## Action item
Let the line containing "Query: wrist" serve as the first line of the answer and the final line of the entries as its last, with every line between copied exactly.

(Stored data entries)
===

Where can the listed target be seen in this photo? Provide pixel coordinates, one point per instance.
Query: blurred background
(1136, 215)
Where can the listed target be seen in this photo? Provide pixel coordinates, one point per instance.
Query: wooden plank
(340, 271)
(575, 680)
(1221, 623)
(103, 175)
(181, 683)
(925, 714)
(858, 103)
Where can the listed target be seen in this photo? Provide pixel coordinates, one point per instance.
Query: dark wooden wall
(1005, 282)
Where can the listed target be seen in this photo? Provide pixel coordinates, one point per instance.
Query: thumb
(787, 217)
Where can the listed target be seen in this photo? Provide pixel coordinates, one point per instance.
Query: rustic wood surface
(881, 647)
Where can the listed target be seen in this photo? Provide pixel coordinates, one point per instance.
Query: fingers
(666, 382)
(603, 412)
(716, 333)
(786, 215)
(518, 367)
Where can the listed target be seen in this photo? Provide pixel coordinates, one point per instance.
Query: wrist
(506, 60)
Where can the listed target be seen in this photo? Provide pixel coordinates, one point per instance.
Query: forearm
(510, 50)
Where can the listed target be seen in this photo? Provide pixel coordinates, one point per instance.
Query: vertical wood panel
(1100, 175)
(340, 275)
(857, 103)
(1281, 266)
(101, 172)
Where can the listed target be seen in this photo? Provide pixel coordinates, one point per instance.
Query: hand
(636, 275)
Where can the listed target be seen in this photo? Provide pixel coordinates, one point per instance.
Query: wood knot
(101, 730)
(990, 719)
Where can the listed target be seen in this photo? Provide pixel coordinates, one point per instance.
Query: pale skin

===

## Exercise solution
Query: wrist
(506, 60)
Where can the listed target be seen in this photo? Provide pixel coordinates, one point per instance.
Query: forearm
(510, 50)
Where can the listed target be seen in this photo? Provide pixel coordinates, one point per instance.
Query: vertical wood panel
(1100, 175)
(340, 275)
(857, 103)
(1281, 266)
(101, 172)
Where can the listed target be seen in this photo? Provide pixel coordinates, one point per instance.
Query: hand
(636, 275)
Where can the listed target be seen in this photo? Provide pixel coordinates, one point per instance.
Query: wood knot
(101, 730)
(990, 719)
Where can the listed target be seen in this photo? Provide pixel coordinates, one point per instance.
Query: pale skin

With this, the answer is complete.